— Start of PROVIDED RECORDS —

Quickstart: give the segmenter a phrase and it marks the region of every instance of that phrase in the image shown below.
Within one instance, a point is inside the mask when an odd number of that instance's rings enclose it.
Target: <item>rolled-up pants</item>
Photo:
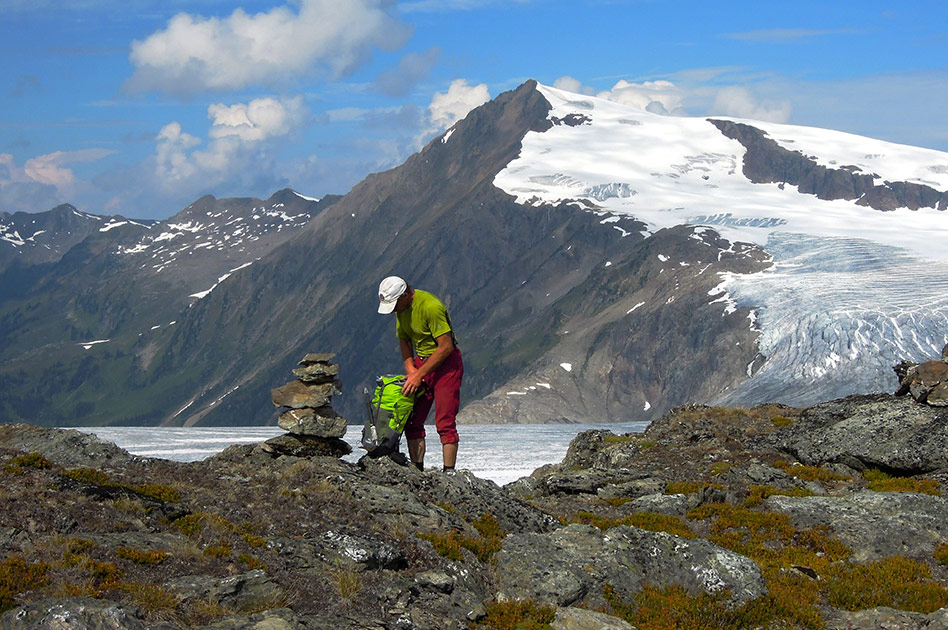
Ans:
[[[425,360],[415,357],[415,367],[421,367]],[[405,437],[417,440],[425,437],[425,419],[435,407],[435,426],[442,444],[454,444],[458,441],[457,416],[461,408],[461,378],[464,376],[464,363],[461,351],[454,348],[434,372],[424,378],[427,384],[425,392],[415,399],[415,408],[405,427]]]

— End of PROVIDED RECORDS —

■ **TASK GOAL**
From the records, pick out and copy every line in which the word "instance" appears.

■ **SOLUTION BELOW**
Quickstart: give the segmenter a phrase and it marks the region of every instance of that phrase in the image shown below.
Within one instance, a point is inside the mask when an odd number of that instance's rings enclose it.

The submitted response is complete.